### Document excerpt

○ ○ ○

Faith’s Economy

Have you ever pondered God’s economy? I don’t mean what is God’s opinion on our economic structures, or a typically American apologia for capitalism as the sine qua non of the Kingdom.

Let’s put such thoughts aside for now—though if you want a typically provocative thought on the subject: I’m queasy about capitalism for Biblical reasons. All the alternatives look worse.

Rather I’d like to speak of the economy of faith, how faith is spent as a currency and how that works. Which you might immediately want to query as being a nonsense, faith isn’t a currency! No, but there is an inheritance (Ephesians 1) that comes by faith, for all it isn’t financial. Faith is more like the wind than what goes in your wallet, it fills your sails, or it doesn’t, but go with the analogy—I trust it will be instructive.

Faith has an economy, and it runs counter to most of our intuitions. It’s more communal than you might imagine. For example, I can ‘spend’ your faith. Have you noticed that?

Let me show you what I mean. Let’s say you’ve been through a particularly trying time, and it is a genuine struggle to summon up the will to do some hoping, or the faith to pray for a breakthrough. Some, perhaps, would admonish you for that, as though your faith is deficient or lacking. I think we can safely discount them as people who have not suffered. The true friend bolsters my faith and reminds me of what’s true.

When things are tough for me and I’m struggling to believe what God says about himself in the Bible, I can use your faith that those things are true and be bolstered by it. In fact, doing so causes both your faith and mine to increase. I spend yours, we both get more.

There are conditions to this though, I only get to spend yours when you offer it. It doesn’t live in a bank (Matthew 6) and I can’t take yours unless you first give it. You only offer your faith when I reveal how sparse my account seems to be. In other words, our faith accumulates when I am vulnerable enough to reveal my poverty of spirit to you. When I’m struggling and I take you aside, dear friend, and tell you my woes and where my trust in God is lacking and my faith is low, I open a line of credit to your account. When you in turn, despite your own struggles and doubts, offer what little you have to me by reminding me that I am loved by Jesus and affirming his promises to his people, I gain faith from your little faith. It grows. Your faith does too as you see me bolstered, if only a little, in my present storms.

○ ○ ○

### Data listing
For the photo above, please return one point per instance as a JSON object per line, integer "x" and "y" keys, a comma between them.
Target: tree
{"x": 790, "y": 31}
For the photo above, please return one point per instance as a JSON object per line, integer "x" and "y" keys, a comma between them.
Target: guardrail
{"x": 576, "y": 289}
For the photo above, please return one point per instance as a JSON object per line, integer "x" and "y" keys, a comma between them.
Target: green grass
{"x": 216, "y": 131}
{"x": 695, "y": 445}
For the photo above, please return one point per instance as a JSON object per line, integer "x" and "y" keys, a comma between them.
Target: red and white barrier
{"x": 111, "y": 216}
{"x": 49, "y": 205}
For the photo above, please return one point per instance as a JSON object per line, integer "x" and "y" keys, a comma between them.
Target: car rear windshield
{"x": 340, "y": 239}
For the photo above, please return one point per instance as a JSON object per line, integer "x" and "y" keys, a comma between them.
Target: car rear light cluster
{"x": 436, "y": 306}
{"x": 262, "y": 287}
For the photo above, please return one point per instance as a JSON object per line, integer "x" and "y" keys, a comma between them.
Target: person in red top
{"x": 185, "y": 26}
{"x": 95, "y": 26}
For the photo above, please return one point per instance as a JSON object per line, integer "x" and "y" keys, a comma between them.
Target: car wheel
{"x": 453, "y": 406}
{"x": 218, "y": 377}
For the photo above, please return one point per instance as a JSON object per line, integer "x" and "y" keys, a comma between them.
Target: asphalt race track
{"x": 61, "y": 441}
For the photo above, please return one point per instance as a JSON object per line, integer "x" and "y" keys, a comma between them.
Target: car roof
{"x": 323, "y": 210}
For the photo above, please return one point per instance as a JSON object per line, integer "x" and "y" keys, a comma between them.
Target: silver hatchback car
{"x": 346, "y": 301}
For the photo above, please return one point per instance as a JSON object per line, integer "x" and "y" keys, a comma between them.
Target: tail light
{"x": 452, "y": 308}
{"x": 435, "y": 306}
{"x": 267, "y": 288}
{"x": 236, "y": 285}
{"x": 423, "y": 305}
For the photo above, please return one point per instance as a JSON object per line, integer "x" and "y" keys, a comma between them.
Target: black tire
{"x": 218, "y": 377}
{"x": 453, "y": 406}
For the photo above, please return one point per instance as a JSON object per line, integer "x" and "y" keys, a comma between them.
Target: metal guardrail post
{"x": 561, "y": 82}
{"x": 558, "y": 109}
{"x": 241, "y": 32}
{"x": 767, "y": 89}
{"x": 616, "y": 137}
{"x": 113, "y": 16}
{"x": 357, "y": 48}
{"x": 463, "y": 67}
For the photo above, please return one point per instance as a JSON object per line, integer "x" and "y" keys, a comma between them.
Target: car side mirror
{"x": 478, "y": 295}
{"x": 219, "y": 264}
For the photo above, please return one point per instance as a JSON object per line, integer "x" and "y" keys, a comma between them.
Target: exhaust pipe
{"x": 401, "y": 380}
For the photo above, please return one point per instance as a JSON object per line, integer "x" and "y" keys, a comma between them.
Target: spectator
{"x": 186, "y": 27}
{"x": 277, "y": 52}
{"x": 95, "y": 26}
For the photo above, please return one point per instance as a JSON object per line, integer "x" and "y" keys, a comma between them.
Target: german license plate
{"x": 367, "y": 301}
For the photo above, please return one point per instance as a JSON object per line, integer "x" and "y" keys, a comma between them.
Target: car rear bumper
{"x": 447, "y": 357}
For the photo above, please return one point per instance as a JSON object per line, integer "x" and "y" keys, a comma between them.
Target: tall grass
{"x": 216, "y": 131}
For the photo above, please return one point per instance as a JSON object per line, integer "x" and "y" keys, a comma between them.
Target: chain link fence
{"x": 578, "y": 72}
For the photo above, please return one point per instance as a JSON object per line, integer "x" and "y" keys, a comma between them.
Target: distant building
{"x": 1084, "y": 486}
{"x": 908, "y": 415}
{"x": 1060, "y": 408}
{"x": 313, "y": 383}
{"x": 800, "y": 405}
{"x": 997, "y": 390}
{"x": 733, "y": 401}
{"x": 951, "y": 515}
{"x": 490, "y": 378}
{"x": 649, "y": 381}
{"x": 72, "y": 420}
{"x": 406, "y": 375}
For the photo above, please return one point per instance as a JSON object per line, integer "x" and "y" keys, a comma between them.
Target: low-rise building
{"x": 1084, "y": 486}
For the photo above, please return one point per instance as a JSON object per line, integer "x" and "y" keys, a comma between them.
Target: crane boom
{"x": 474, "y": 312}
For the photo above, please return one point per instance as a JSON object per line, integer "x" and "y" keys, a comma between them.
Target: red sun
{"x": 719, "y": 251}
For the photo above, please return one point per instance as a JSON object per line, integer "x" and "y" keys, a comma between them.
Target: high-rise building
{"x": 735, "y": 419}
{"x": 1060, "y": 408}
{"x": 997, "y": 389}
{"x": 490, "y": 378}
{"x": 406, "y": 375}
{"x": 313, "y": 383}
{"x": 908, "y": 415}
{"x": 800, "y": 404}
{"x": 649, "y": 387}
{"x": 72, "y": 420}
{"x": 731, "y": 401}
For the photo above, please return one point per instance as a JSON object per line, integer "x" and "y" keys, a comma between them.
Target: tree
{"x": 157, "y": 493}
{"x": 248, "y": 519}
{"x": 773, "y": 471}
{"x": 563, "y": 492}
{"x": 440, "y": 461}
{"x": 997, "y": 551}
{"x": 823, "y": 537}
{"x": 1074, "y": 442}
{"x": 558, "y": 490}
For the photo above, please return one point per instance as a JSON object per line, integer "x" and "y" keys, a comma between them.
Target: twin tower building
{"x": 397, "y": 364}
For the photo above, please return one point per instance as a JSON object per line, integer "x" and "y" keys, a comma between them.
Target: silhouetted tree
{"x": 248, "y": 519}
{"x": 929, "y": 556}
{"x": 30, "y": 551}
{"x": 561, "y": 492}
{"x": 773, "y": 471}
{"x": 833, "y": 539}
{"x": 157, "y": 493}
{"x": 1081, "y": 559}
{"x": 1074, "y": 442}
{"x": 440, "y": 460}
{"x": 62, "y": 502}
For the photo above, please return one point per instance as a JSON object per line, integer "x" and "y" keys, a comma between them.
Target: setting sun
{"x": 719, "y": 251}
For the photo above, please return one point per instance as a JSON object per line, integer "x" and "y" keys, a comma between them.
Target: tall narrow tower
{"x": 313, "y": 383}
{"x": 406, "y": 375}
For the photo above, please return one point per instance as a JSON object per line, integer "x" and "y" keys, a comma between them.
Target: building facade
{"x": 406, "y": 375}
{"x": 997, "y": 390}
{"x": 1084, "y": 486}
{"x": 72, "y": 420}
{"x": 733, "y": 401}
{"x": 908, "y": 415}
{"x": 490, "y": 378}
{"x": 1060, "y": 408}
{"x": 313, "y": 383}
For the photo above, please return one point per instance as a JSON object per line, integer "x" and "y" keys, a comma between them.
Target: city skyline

○ ○ ○

### Stated problem
Return, verbatim, the portion of the essay on faith's economy that begins at the words "When things are" and stops after the words "both get more.".

### Task solution
When things are tough for me and I’m struggling to believe what God says about himself in the Bible, I can use your faith that those things are true and be bolstered by it. In fact, doing so causes both your faith and mine to increase. I spend yours, we both get more.